• TASK SET:
A) In the passage on America's cultural economy, what term do economists use for a good that the market can supply because some individuals are willing to pay for it?
B) Quote the passage on America's cultural economy from "But markets fail" through "And how much?".
C) Which questions does the final sentence of the passage on America's cultural economy name as fundamental and perennially unanswered?

• TEXT PASSAGE:
--*--

The American cultural economy and the patronage that operates within it has always been complex. Culture has rarely been viewed as what economists term a “public good.” Rather, it is considered a hybrid, providing a mix of private and public benefits. Individuals who are willing to pay to attend an opera or visit a museum derive the direct benefit. Whatever public benefit results is more diffuse, its importance difficult to articulate and not as easy to value in dollars.

From the beginning, foundation funding for culture faced a conceptual obstacle—an obstacle grounded in the assumption that cultural activities should always try to pay their own way. For Higginson, Carnegie, and many other donors, tickets and gifts were both forms of patronage. Thus, American cultural institutions have never been able to turn their backs on the marketplace. Culture has been treated less as a public good than as what economists term a “merit good.” A merit good is one that can be supplied to some extent, often to a very large extent, by the market because some individuals, presumably with good taste and discernment, are willing to pay for them. They are willing to buy tickets to the opera and ballet and to pay admissions fees to museums or to purchase DVDs and watch films. Unlike public goods, merit goods provide the ticket-buyers and performance-attenders something they desire, something that offers them exclusive private pleasures. But while providing obvious private benefits, merit goods are also deemed to generate certain social benefits that will spill over to benefit others.

Merit goods prompt many questions, most of them arising from this inextricable mix of public and private benefits. It is this melding of benefits that remains at the nettlesome core of our perennial debates about culture—and our continuing uncertainties about foundation and government roles in supporting it. Americans have not yet decided emphatically that culture is a pure public good. Thus, they have limited government's cultural role, while preferring a more substantial role for the private sector.

But markets fail and it has never been entirely clear what market failure means in the cultural sector. By what criteria should the adequacy or inadequacy of the supply of a merit good be judged? What is the nature of the wider public benefits that cultural investments can provide? Is public benefit grounded in social and economic utility or can it be conceived in essentially aesthetic terms? How are culture's public benefits to be valued? And how should access to merit goods for those who cannot pay be expanded and allocated? Neither the market nor democratic decision-making processes provide ready solutions to such fundamental and perennially unanswered cultural questions as these: Who should pay? For what? And how much?

--*--

• MATERIAL SUPPLIED:
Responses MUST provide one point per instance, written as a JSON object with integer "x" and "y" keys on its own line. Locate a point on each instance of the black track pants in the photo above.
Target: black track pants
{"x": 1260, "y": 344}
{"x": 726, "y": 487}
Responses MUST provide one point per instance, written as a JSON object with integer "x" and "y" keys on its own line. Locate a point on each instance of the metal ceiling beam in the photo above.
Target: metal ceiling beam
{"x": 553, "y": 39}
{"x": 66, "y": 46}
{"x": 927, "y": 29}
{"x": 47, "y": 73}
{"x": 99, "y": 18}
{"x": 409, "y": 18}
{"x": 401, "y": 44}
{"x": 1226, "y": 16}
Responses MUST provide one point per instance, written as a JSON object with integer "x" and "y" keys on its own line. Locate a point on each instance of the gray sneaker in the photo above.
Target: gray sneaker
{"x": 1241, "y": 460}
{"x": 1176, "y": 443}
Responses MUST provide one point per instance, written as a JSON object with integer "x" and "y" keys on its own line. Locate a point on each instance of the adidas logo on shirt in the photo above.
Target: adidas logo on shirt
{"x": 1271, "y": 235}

--*--

• TASK-BY-TASK OUTPUTS:
A) A merit good.

B)
But markets fail and it has never been entirely clear what market failure means in the cultural sector. By what criteria should the adequacy or inadequacy of the supply of a merit good be judged? What is the nature of the wider public benefits that cultural investments can provide? Is public benefit grounded in social and economic utility or can it be conceived in essentially aesthetic terms? How are culture's public benefits to be valued? And how should access to merit goods for those who cannot pay be expanded and allocated? Neither the market nor democratic decision-making processes provide ready solutions to such fundamental and perennially unanswered cultural questions as these: Who should pay? For what? And how much?

C)
- Who should pay?
- For what?
- And how much?